## What is required
Rewrite every row below with "Query" swapped for "Target" wherever it occurs, keeping everything else the same.

## start Given entries

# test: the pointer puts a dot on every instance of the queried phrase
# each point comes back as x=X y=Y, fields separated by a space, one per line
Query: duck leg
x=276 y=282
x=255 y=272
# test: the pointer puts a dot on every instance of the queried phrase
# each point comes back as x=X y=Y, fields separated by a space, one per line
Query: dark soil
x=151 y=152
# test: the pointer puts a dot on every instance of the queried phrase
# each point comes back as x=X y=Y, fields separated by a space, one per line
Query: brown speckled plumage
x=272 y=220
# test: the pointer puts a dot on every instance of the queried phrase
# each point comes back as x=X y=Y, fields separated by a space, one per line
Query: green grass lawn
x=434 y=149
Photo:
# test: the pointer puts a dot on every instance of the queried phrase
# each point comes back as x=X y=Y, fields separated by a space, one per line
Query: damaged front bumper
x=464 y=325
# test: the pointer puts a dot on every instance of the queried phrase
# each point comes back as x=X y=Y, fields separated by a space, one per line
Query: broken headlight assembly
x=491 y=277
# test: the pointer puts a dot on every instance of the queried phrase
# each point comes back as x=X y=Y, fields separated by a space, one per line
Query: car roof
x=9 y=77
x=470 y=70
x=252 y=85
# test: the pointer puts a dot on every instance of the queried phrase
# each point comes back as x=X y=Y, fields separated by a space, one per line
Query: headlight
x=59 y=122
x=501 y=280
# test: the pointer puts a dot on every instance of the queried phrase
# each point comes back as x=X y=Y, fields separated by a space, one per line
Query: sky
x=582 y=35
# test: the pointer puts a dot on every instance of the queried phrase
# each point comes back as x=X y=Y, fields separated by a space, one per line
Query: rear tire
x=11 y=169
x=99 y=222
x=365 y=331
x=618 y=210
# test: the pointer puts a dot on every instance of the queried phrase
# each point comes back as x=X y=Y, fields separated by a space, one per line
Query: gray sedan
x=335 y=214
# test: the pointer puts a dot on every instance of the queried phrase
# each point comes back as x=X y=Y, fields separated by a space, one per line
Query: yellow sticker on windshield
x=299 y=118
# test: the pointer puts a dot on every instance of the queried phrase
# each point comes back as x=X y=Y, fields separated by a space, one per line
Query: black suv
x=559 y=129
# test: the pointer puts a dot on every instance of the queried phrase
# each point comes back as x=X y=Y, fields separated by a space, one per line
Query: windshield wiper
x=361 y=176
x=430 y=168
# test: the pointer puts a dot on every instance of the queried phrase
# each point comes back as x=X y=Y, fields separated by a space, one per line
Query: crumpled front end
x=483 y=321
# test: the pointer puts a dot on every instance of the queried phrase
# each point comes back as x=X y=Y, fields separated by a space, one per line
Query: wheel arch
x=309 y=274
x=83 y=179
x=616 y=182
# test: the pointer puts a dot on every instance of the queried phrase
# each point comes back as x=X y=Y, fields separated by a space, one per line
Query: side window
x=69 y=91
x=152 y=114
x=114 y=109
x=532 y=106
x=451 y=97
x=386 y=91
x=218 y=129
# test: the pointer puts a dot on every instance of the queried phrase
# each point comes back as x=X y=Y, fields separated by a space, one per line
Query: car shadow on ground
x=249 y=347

## end Given entries

## The output
# test: the pointer puts a dot on every instance of the queried phrase
# each point comes back as x=X y=Y, fields separated by a space, one per line
Target: duck leg
x=276 y=282
x=255 y=272
# test: the pointer puts a dot on every instance of the queried phrase
# each point comes back as x=X y=Y, fields separated by a space, one per line
Target: dark soil
x=151 y=152
# test: the pointer puts a dot on every instance of the queried phrase
# each point comes back as x=X y=Y, fields separated by a space, one per line
Target: brown speckled plumage
x=272 y=220
# test: the pointer puts a dot on every instance of the queried phrase
# each point comes back as x=X y=Y, fields separated by a space, one per line
Target: green grass lawn
x=434 y=149
Photo:
# test: the pointer puts a dot on every instance of the queried phrase
# each point comes back as x=X y=Y, fields separated by a space, one per line
Target: damaged front bumper
x=464 y=325
# test: the pointer puts a dot on every instance of the queried phrase
# each point comes back as x=X y=Y, fields separated by a space, one per line
Target: broken headlight assembly
x=491 y=277
# test: the pointer puts a dot on every instance of the queried phrase
# each point comes back as x=X y=Y, fields separated by a space, one per line
Target: car roof
x=9 y=77
x=470 y=70
x=252 y=85
# test: the pointer puts a dot on every instance of the queried phrase
# each point comes back as x=X y=Y, fields separated by a space, one per line
Target: headlight
x=59 y=122
x=501 y=280
# test: the pointer puts a dot on every instance of the queried phrase
# each point comes back as x=X y=Y, fields separated by a space, one per line
Target: sky
x=582 y=35
# test: the pointer puts a dot on every instance of the queried phrase
# each point comes back as x=X y=Y, fields separated by a space, one per line
Target: rear tire
x=11 y=169
x=99 y=222
x=365 y=331
x=618 y=210
# test: the pointer puts a dot on every instance of the queried phrase
# each point comes back as x=X y=Y, fields separated by a space, one per line
Target: gray sedan
x=335 y=214
# test: the pointer puts a dot on every instance of the queried phrase
# each point comes back as x=X y=Y, fields separated by a space, one per line
Target: yellow sticker on windshield
x=299 y=118
# test: the pointer puts a dot on every instance of the queried phrase
# each point comes back as x=X y=Y, fields separated by a space, one per line
Target: black suv
x=559 y=129
# test: the pointer puts a dot on every instance of the queried phrase
# each point comes back as x=X y=Y, fields separated by a space, one per line
Target: windshield wiper
x=361 y=176
x=430 y=168
# test: the pointer puts a dot on every instance of the queried phrase
# each point comes back as x=X y=Y, fields separated by a space, one per line
Target: crumpled front end
x=483 y=321
# test: the pointer puts a dot on every instance of the queried phrase
# each point comes back as x=X y=Y, fields separated by a space, one per line
Target: wheel arch
x=309 y=274
x=83 y=179
x=616 y=182
# test: the pointer puts a dot on every instance of the queried phrase
# each point comes back as x=X y=Y, fields separated by a space, one per line
Target: side window
x=69 y=91
x=152 y=114
x=114 y=109
x=532 y=106
x=451 y=97
x=386 y=91
x=218 y=129
# test: the pointer puts a dot on every instance of the queried phrase
# each point comes back as x=X y=Y, fields separated by a space, one per line
Target: car shadow on ground
x=249 y=347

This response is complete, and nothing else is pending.